(Excerpts of labeled region data)
______________________________

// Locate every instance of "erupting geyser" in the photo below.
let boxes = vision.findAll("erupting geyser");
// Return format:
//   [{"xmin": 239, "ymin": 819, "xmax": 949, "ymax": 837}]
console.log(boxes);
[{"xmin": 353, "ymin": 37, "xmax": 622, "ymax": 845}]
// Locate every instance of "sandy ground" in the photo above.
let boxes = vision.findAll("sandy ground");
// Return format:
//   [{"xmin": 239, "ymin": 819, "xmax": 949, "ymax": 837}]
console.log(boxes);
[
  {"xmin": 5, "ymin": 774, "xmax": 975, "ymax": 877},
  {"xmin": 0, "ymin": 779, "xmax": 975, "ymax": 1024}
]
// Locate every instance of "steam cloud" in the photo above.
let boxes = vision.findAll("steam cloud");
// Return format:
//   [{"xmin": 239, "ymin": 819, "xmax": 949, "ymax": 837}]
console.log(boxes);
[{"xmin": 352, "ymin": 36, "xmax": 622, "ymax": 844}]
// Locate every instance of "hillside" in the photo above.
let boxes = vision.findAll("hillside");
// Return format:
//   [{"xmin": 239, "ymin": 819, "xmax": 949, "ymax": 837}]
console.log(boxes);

______________________________

**What needs to be done**
Place each line of the listing above into a JSON array of strings, one string per line, skipping any blank lines.

**Output below**
[
  "// Locate every instance of \"erupting geyser\" in the photo below.",
  "let boxes = vision.findAll(\"erupting geyser\");",
  "// Return format:",
  "//   [{\"xmin\": 239, \"ymin\": 819, \"xmax\": 949, \"ymax\": 837}]",
  "console.log(boxes);",
  "[{\"xmin\": 353, \"ymin\": 37, \"xmax\": 622, \"ymax\": 845}]",
  "// Locate every instance of \"sandy ground\" in the photo above.",
  "let boxes = vision.findAll(\"sandy ground\");",
  "// Return format:",
  "//   [{\"xmin\": 239, \"ymin\": 819, \"xmax\": 949, \"ymax\": 837}]",
  "console.log(boxes);",
  "[",
  "  {\"xmin\": 5, \"ymin\": 774, \"xmax\": 975, \"ymax\": 877},",
  "  {\"xmin\": 0, \"ymin\": 779, \"xmax\": 975, \"ymax\": 1024}",
  "]",
  "// Locate every instance of \"steam cloud\" in the photo above.",
  "let boxes = vision.findAll(\"steam cloud\");",
  "// Return format:",
  "//   [{\"xmin\": 239, \"ymin\": 819, \"xmax\": 949, \"ymax\": 837}]",
  "console.log(boxes);",
  "[{\"xmin\": 352, \"ymin\": 36, \"xmax\": 622, \"ymax\": 844}]",
  "// Locate every instance of \"hillside\" in the photo above.",
  "let boxes = vision.findAll(\"hillside\");",
  "// Return format:",
  "//   [{\"xmin\": 239, \"ymin\": 819, \"xmax\": 949, \"ymax\": 837}]",
  "console.log(boxes);"
]